Provided passage:
· · · ·

The state-funded German safety net Kurzarbeit is a social insurance program whereby employers reduce their employees’ working hours instead of laying them off. It has ensured safety to millions of workers amidst the pandemic.
Crux of the Matter
Under Kurzarbeit, the German government compensates around 60% of the foregone net wages of an employee & 67% if the employee is a parent. The program can be initiated when employers need to cut wage costs and working times amid economic slowdown or any crisis like the COVID-19.
Kurzarbeit is a crisis management tool to protect workers’ income and support aggregate demand. Since workers do not lose their jobs, they are secured while companies also retain their human capital.
The strong performance of employment during the global financial crisis bolsters domestic demand, with stable labour income supporting private consumption, and reduced the need for precautionary savings; thus opening the way to a rapid recovery.
A worker receives 60% of his or her pay for the hours not worked, whereas receives full payment for the hours worked. For example, a worker would only face a 10% salary loss for a 30% reduction in hours. In 2009, the German government was highly appreciated for saving nearly 500,000 jobs and keeping the unemployment rate below 8% during the recession using Kurzarbeit.
It has provided greater income protection during Covid-19. It provides 60% income for the first 3 months of reduced working hours, 70% income from 4th to 6th months, and 80% income from the 7th month. The maximum duration of the program is 21 months. During the pandemic, the coverage was expanded to temporary workers as well. Kurzarbeit can be applied for if employees’ working hours are reduced by more than 10% compared to 30% before Covid-19.
Critics say that Germany ‘s excessive reliance on Kurzarbeit can potentially reduce flexibility in the labor market, and increase the divide between workers in more and less-protected segments of the labor market.
Kurzarbeit subsidies could discourage restructuring of underperforming companies.Jacob Kirkegaard, Peterson Institute for International Economics.

· · · ·

Information provided:
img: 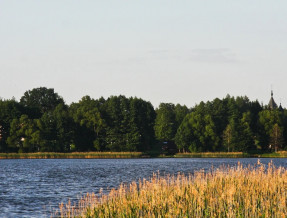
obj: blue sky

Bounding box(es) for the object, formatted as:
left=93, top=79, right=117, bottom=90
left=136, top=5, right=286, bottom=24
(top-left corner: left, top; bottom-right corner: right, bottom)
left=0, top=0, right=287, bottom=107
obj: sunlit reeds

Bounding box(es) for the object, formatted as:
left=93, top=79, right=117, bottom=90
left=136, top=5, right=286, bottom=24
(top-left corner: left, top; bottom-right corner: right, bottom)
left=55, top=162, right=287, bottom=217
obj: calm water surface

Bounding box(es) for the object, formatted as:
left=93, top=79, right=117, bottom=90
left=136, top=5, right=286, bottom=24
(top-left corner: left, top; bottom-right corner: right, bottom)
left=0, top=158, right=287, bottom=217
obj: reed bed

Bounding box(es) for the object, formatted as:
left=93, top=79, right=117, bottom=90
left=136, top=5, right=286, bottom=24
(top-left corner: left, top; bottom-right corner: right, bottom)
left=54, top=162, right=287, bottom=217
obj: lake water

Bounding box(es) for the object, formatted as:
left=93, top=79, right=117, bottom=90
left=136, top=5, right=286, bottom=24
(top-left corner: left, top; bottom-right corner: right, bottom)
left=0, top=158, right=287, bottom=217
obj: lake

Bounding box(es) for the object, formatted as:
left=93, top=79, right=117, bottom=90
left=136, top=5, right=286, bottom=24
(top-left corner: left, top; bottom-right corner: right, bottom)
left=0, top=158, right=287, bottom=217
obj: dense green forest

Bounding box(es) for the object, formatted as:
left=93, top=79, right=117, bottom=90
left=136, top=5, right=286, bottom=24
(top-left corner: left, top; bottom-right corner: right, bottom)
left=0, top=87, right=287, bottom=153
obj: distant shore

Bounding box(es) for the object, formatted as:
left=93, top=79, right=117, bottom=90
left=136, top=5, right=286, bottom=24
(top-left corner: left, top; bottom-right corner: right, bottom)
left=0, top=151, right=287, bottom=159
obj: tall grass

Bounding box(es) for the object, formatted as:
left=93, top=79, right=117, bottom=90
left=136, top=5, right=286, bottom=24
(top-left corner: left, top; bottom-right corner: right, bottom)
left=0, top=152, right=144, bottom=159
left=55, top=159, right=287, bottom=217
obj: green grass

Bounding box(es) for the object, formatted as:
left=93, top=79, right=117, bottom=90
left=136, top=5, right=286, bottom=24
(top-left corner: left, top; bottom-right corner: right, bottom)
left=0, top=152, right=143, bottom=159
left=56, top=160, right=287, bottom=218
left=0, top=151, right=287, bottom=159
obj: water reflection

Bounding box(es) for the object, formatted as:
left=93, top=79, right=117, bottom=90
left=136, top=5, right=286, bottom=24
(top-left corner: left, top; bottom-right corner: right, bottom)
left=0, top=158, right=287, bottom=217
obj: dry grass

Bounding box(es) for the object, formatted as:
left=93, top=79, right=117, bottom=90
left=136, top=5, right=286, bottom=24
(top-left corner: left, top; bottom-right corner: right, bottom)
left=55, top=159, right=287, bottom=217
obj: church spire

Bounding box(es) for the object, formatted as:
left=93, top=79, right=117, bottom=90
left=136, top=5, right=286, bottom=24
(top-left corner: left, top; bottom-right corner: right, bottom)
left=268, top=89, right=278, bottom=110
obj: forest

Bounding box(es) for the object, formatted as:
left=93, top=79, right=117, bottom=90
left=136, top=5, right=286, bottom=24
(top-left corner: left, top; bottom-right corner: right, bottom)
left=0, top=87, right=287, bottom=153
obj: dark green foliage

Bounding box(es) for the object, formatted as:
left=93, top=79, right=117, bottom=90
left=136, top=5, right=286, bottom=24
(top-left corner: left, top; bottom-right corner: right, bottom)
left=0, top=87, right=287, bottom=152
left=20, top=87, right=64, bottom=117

· · · ·

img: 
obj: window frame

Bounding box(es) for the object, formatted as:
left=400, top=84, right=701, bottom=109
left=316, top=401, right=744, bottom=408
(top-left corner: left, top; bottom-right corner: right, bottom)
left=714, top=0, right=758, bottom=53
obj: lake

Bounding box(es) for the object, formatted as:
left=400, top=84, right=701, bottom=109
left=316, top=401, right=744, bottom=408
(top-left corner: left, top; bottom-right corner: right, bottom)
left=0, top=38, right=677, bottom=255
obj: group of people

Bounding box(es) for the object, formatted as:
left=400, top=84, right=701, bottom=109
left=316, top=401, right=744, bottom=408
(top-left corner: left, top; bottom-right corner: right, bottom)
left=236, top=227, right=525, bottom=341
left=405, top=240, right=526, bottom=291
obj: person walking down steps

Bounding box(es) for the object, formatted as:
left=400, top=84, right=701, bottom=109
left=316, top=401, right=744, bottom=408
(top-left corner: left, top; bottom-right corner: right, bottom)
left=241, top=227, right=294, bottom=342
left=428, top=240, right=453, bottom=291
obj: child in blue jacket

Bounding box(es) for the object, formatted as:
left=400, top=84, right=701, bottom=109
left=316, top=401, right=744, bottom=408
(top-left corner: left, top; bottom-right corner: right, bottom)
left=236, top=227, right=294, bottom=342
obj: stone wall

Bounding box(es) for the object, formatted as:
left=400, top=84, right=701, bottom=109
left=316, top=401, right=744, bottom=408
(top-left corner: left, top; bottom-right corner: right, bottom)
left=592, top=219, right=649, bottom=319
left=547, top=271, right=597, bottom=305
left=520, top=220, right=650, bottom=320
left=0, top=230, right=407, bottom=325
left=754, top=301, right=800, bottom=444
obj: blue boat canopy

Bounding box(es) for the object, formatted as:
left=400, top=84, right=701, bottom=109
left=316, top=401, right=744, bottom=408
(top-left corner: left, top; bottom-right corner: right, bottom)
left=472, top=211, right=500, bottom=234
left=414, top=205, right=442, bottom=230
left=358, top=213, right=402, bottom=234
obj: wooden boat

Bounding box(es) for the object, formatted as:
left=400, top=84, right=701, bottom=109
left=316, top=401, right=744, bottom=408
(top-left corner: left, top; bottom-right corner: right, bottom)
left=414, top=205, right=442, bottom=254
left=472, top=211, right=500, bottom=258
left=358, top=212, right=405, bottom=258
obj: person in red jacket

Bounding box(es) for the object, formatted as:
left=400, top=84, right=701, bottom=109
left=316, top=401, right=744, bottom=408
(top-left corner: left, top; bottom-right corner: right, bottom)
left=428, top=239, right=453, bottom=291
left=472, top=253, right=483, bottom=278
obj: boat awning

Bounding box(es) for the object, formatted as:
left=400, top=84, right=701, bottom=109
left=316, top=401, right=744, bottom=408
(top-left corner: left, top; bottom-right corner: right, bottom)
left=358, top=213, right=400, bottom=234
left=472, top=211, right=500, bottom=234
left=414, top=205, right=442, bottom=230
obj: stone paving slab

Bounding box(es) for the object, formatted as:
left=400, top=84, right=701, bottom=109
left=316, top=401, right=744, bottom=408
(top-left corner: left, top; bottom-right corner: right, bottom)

· · · ·

What is needed: Continue the passage on Germany's Kurzarbeit program from where it stops.

Answer for the task:
Following the pandemic, the German government has made this scheme more flexible, more attractive to employers, and more generous to employees while expanding coverage across sectors and across different types of jobs.
Universal Basic Income
On the contrary to Kurzarbeit, UBI is a periodic cash payment unconditionally delivered to every adult regardless of economic and employment status. UBI was proposed in the Economic Survey of India published in January 2017.
Incorporating UBI would bring more people into the formal banking system and also increase rural access to formal credit. Basic income increases the resilience to economic shocks but also increases the risks of a rise in inflation due to increased demand.
Current social welfare schemes like MNREGA, Ujjwala, Awas Yojana, etc. cost India about 4-5% of GDP, but UBI is expected to cost almost 6-7% of GDP. Experts say the ongoing social welfare schemes focus on long-term improvement on human development, rural infrastructure, employment and can’t be substituted by cash transfer. Seeing Germany as an example one can say that Kurzarbeit will prove to be highly expensive in the Indian context.
While some consider UBI as a universal right for everyone; some argue whether it should be distributed to rich or not. Many also believe that money should not be given to those who do not contribute to society through their labor and it is feared that employed workers would drop out of the labor force leading to encouraging idleness.
The idea of UBI is not new but in the past few years, it has been discussed widely on global platforms as a means of redistributing income. Unlike Kurzarbeit, UBI is based on the idea that society, as a first priority, should look out for its people’s survival.
- A pay-as-you-earn tax (PAYE), in Australia and the United States, is a withholding tax on income payments to employees. Amounts withheld are treated as advance payments of income tax due. They are refundable to the extent they exceed tax as determined on tax returns.
- On 4 October 2013, Swiss activists celebrated the successful collection of more than 125,000 signatures, forcing the government to hold a referendum in 2016 on the decision to incorporate the concept of basic income in the federal constitution. They did so by dumping 8 Million coins on a public square in Bern, each coin representing each person of Switzerland’s population.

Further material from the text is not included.